**Text block**
>>>>>

The primary objective of the following information is to provide forward-looking quantitative and qualitative information about our potential exposure to market risk. The term “market risk” refers to the risk of loss arising from adverse changes in cryptocurrency prices and interest rates. The disclosures are not meant to be precise indicators of expected future losses, but rather indicators of reasonably possible losses. This forward-looking information provides indicators of how we view and manage our ongoing market risk exposures.

Foreign Currency Exchange Rate Risk

Certain of our operations are conducted in foreign currencies. Consequently, a portion of our revenues and expenses may be affected by fluctuations in foreign currency exchange rates on cash residing in the kiosks. We have not historically hedged our translation risk on foreign currency exposure, but we may do so in the future. For the year ended December 31, 2023, and for the year ended December 31, 2022, currency exchange rate fluctuations had an insignificant impact on our consolidated revenues.

Generally, the functional currency of our various subsidiaries is their local currency except BitAccess whose functional currency is USD. We are exposed to currency fluctuations on transactions that are not denominated in the functional currency. Gains and losses on such transactions are included in determining net income for the period. We may seek to mitigate our foreign currency risk through timely settlement of transactions and cash flow matching, when possible. For the year ended December 31, 2023 and for the year ended December 31, 2022, our transaction gains and losses were insignificant.

We are also affected by fluctuations in exchange rates on our investments in foreign operations. Relative to our net investment in foreign operations, the assets and liabilities of subsidiaries whose functional currency is a foreign currency are translated at the period end rate of exchange. The resulting translation adjustment is recorded as a component of other comprehensive income and is included in Stockholders' equity.

Adoption and Market Price of Cryptocurrency

Our business is dependent on the broader use and adoption of Bitcoin, which can to an extent be impacted by the spot price of the cryptocurrency we sell. Bitcoin is our sole cryptocurrency offering. Bitcoin represents 99% of our total transaction volume for the year ended December 31, 2023, with the remaining cryptocurrencies accounting for the remaining less than 1% of transaction volume. As the adoption of cryptocurrency continues to grow for the general public, we expect continued growth from our addressable market. The prices of cryptocurrencies, including the cryptocurrencies we sell, have experienced substantial volatility, and high or low prices may have little or no relationship to identifiable market forces, may be subject to rapidly changing investor sentiment, and may be influenced by factors such as technology, regulatory void or changes, fraudulent actors, manipulation and media reporting. Bitcoin (as well as other cryptocurrency) may have value based on various factors, including their acceptance as a means of exchange by consumers and producers, scarcity, and market demand.

<<<<<

**Data excerpts**
>>>>>

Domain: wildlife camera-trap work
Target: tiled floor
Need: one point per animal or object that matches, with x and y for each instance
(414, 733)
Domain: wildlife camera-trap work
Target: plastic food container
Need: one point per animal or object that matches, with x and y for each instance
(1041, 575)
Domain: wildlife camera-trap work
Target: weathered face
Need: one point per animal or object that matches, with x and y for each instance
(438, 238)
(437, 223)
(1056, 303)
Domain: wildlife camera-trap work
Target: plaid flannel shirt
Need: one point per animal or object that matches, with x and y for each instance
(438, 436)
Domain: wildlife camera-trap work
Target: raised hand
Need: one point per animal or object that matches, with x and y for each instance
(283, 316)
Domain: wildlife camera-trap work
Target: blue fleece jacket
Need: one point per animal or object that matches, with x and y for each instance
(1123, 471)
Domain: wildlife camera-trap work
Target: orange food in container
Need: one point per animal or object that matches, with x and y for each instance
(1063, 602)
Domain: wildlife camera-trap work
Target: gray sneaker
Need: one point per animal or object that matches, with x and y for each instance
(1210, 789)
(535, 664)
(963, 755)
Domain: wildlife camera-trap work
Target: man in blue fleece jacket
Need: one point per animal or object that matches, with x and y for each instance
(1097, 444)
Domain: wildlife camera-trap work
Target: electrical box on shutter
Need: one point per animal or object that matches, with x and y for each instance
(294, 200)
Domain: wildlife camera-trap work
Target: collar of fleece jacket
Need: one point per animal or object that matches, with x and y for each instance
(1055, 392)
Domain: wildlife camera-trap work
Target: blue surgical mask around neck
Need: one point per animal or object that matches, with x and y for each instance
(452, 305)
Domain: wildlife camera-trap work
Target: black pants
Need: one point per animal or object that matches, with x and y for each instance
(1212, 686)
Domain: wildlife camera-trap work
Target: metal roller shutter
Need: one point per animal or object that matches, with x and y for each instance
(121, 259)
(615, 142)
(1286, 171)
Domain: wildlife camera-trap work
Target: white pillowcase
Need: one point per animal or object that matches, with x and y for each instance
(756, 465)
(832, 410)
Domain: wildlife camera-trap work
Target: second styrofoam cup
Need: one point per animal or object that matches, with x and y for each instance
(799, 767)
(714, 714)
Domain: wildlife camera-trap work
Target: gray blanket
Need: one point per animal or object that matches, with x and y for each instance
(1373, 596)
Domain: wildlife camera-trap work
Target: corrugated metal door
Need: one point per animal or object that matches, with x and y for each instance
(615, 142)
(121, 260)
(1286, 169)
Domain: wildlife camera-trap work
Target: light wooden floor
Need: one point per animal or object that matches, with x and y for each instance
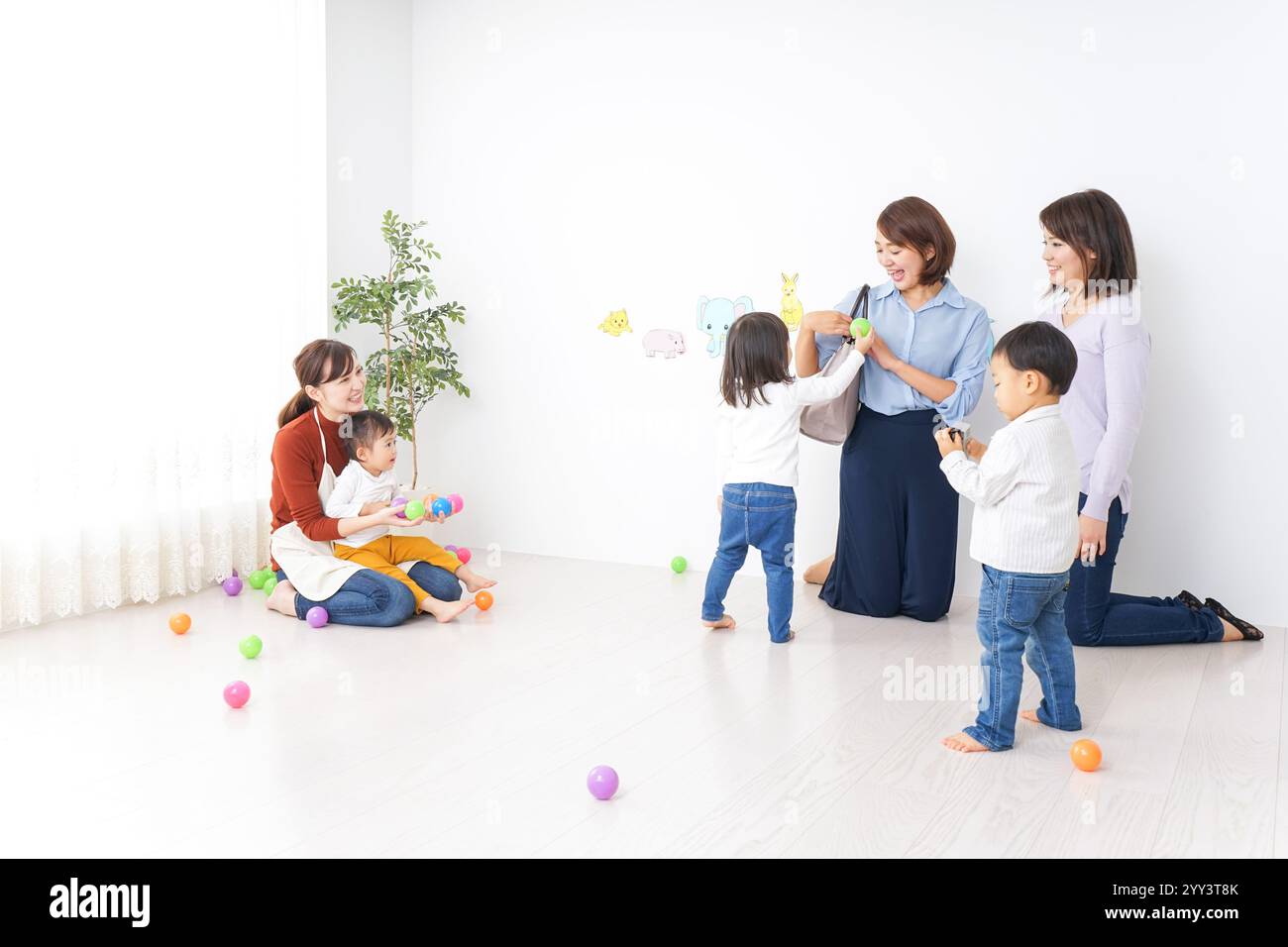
(476, 738)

<<<<<

**Jobs**
1: Answer the following questions about the market risk disclosure:
(a) Which subsidiary uses USD as its functional currency?
(b) Where is the translation adjustment on foreign operations recorded?
(c) What does the term "market risk" refer to?
2: Write the next part of the market risk disclosure, picking up after its final sentence.

**Written answers**
1:
(a) BitAccess.
(b) It is recorded as a component of other comprehensive income and included in Stockholders' equity.
(c) It refers to the risk of loss arising from adverse changes in cryptocurrency prices and interest rates.

2:
Equipment Costs

The cost of new kiosks can be impacted significantly by inflation, supply constraints, and labor shortages, and could be significantly higher than our fair value for new kiosks. As a result, at times, we may obtain kiosks or other hardware from third parties at higher prices, to the extent they are available.

Competition

In addition to factors underlying kiosk business growth and profitability, our success greatly depends on our ability to compete. The markets in which we compete are highly competitive, and we face a variety of current and potential competitors that may have larger and more established customer bases and substantially greater financial, operational, marketing, and other resources than we have. The digital financial system is highly innovative, rapidly evolving, and characterized by healthy competition, experimentation, changing customer needs, frequent introductions of new products, and subject to uncertain and evolving industry and regulatory requirements. We expect competition to intensify as existing and new competitors introduce new products and services or enhance existing ones. We compete against a number of companies operating both within the United States and abroad, including traditional financial institutions, financial technology companies and brokerage firms that have entered the cryptocurrency market in recent years, digital and mobile payment companies offering overlapping features targeted at our users, and companies focused on cryptocurrencies. To stay competitive in the evolving digital financial system, both against new entrants into the market and existing competitors, we anticipate that we will have to continue to offer competitive features and functionalities and keep up with technological advances at fair prices to our users relative to our competitors.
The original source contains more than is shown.